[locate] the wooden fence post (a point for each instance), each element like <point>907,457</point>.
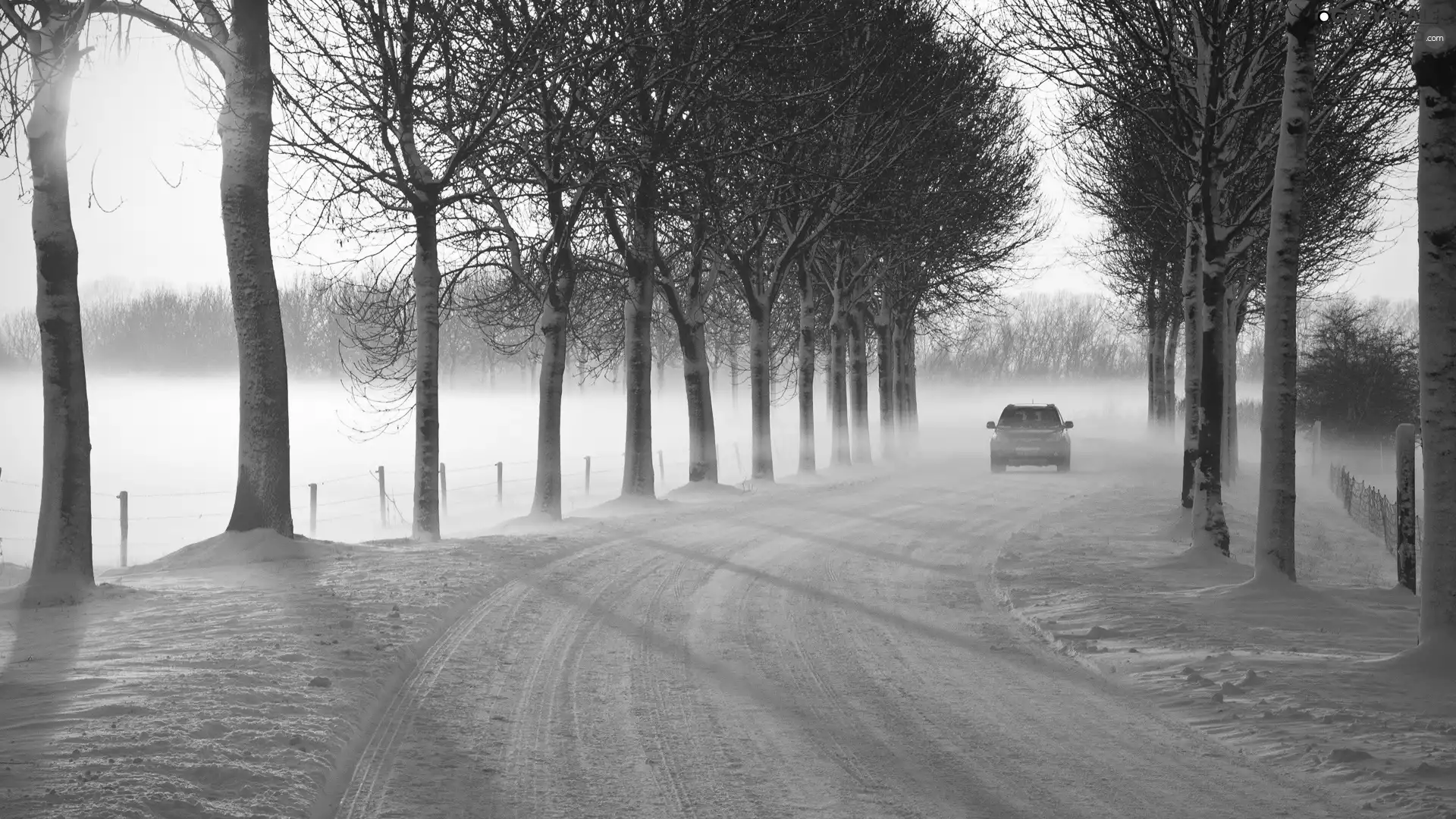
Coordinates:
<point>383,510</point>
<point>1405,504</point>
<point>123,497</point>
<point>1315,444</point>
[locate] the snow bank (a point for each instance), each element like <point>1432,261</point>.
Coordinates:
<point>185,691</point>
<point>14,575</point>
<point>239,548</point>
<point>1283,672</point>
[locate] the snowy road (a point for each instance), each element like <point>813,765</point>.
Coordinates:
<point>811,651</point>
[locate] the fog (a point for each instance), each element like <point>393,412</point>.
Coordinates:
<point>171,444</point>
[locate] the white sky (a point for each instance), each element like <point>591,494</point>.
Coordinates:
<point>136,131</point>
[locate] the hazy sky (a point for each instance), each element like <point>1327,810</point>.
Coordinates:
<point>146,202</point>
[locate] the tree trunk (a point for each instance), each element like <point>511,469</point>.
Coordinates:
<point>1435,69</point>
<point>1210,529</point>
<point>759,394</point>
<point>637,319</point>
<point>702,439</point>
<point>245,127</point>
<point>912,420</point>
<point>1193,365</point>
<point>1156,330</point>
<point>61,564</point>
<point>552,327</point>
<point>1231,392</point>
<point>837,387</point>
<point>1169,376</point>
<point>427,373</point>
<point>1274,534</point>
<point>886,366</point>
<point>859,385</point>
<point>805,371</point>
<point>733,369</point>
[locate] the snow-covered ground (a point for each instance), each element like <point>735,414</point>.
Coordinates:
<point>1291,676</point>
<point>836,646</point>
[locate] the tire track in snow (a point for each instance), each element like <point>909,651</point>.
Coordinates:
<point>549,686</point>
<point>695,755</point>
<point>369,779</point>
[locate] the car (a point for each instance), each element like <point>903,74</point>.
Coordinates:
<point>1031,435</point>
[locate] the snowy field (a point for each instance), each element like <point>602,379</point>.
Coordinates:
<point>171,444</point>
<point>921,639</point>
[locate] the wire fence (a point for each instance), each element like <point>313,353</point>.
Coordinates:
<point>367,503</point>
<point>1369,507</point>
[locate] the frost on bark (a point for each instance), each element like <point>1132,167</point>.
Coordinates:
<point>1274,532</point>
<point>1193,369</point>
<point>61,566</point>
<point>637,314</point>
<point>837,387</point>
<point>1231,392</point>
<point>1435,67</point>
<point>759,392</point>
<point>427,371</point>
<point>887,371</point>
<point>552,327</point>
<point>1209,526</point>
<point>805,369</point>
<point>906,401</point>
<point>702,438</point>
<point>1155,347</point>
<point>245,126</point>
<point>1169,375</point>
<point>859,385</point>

- - - -

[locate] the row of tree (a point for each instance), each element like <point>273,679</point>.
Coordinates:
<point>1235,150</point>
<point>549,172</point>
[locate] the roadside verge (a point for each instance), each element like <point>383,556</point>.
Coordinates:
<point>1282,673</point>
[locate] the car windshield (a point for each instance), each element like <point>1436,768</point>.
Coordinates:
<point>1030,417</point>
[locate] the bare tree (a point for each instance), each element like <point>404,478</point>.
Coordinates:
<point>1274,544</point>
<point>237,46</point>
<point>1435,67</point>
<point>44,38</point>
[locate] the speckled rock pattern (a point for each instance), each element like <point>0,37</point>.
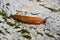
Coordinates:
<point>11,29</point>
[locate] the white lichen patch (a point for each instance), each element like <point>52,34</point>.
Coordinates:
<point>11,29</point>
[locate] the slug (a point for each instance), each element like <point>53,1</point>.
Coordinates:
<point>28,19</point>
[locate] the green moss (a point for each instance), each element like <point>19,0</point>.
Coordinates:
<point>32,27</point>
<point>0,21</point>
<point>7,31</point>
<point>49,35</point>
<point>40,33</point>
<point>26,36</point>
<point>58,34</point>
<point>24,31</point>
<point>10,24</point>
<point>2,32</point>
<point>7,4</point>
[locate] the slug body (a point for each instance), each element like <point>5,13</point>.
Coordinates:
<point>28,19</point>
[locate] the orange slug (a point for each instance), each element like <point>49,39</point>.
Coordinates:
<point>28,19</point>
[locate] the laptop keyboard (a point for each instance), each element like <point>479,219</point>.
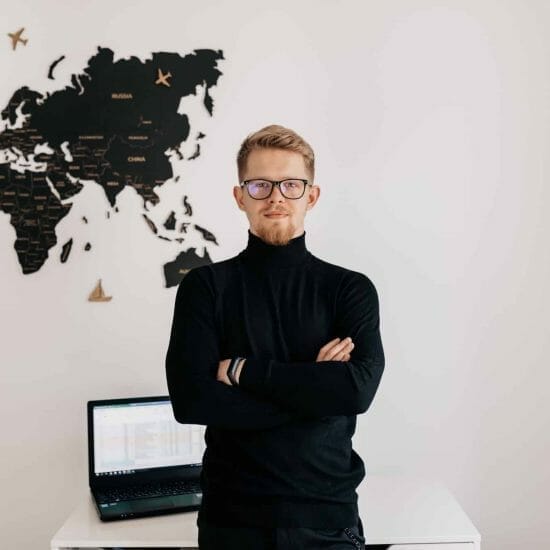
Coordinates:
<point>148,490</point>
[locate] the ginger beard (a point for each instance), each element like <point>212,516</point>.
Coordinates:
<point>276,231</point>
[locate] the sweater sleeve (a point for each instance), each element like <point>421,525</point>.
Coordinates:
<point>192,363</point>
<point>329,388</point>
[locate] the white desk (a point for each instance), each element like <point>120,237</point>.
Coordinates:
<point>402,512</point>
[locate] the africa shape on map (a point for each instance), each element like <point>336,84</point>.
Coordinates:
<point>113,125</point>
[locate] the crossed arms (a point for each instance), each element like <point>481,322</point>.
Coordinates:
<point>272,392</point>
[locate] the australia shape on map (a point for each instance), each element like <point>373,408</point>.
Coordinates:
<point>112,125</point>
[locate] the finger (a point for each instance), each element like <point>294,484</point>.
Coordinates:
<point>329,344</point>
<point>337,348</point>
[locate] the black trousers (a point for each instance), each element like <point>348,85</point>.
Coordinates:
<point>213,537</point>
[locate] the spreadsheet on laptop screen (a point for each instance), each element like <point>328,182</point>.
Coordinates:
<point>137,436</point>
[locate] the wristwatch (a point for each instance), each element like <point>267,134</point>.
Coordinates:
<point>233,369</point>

- - - -

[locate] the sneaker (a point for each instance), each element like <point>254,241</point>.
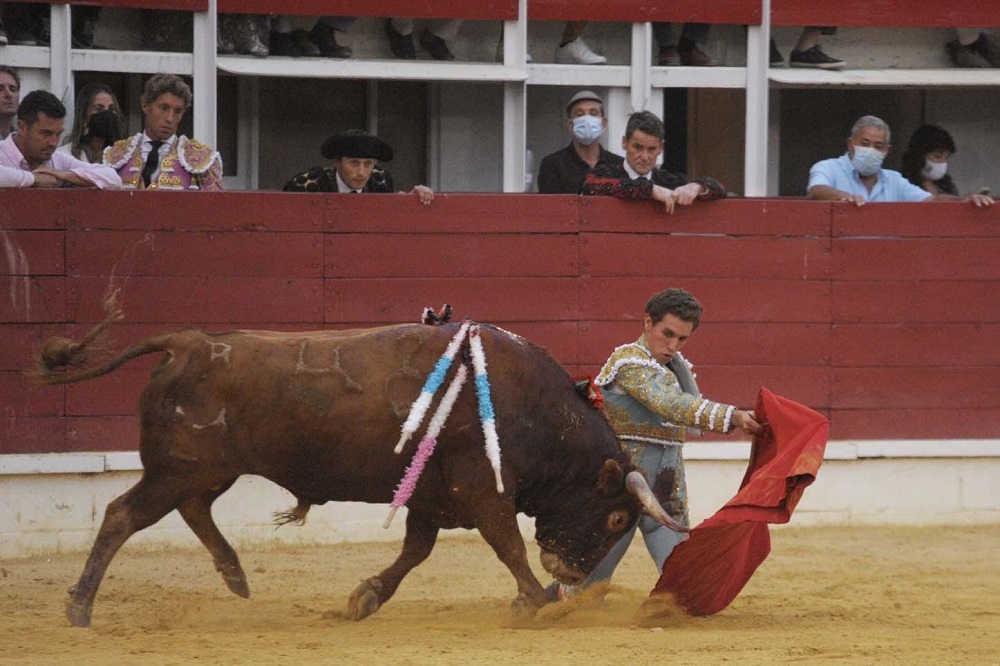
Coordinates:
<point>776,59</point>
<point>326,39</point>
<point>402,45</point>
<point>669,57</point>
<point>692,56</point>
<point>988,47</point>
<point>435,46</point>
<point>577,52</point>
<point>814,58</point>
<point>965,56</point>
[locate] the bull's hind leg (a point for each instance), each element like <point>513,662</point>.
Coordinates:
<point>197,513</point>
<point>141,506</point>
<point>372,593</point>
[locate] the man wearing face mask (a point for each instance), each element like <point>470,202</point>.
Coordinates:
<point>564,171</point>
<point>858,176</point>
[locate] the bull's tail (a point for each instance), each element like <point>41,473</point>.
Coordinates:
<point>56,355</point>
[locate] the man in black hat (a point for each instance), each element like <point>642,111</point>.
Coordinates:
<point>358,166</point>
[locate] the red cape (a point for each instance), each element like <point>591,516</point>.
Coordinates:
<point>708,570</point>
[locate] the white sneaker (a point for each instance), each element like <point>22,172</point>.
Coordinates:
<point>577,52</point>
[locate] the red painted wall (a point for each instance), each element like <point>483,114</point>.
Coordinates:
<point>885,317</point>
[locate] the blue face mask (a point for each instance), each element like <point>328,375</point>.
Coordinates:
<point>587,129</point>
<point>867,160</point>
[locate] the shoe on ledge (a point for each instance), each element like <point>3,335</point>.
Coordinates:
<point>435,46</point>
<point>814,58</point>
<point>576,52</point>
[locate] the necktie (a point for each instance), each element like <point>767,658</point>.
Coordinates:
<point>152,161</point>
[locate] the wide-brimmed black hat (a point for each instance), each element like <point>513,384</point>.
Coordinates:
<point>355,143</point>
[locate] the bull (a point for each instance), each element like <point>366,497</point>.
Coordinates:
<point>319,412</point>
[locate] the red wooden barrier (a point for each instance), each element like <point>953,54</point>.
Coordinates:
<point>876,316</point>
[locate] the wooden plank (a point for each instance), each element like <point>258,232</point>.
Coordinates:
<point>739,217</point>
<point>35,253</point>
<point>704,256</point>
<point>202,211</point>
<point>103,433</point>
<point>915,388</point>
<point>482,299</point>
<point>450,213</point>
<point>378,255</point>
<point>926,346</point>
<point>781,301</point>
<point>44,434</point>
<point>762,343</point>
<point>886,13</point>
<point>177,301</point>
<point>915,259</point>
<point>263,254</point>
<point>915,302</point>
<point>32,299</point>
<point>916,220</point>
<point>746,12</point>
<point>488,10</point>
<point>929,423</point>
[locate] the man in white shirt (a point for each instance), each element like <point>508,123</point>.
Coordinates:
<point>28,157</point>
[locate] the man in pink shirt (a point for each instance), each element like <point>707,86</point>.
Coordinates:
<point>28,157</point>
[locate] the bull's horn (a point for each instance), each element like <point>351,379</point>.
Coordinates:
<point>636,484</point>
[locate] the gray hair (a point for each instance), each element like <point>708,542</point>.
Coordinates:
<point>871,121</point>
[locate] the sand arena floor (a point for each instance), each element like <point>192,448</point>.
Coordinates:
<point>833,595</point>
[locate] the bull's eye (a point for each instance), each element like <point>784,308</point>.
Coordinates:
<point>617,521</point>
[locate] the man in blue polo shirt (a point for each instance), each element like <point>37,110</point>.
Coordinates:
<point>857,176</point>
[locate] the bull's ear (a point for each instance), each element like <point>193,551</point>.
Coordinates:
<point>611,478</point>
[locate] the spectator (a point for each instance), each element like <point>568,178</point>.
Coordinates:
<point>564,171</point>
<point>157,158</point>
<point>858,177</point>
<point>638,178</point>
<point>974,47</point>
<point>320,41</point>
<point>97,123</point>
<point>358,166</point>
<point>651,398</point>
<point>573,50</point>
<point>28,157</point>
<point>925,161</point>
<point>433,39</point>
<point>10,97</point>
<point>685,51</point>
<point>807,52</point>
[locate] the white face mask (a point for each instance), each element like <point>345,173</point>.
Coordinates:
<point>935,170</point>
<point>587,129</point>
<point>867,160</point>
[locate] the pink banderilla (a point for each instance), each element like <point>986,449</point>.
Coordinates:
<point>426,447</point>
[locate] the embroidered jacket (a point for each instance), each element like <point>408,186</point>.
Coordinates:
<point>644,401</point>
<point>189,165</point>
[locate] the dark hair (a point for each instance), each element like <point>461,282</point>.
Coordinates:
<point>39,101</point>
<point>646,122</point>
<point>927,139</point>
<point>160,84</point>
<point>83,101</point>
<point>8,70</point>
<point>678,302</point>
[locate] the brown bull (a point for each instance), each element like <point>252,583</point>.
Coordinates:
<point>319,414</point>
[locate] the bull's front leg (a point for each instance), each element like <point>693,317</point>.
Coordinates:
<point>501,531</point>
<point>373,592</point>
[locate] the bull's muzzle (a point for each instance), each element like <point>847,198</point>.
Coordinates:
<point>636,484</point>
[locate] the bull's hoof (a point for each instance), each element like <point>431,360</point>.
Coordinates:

- - - -

*What you are asked to do*.
Can you reproduce, word for word, everything in the data above from the line containing "[locate] the car (a" down to the line containing "<point>921,639</point>", with both of those lines included?

*Result of the exercise*.
[locate] the car (a point for each instance), each element like <point>903,74</point>.
Coordinates:
<point>1031,435</point>
[locate] the snowy field (a point for each instance), each element like <point>602,379</point>.
Coordinates:
<point>171,444</point>
<point>921,639</point>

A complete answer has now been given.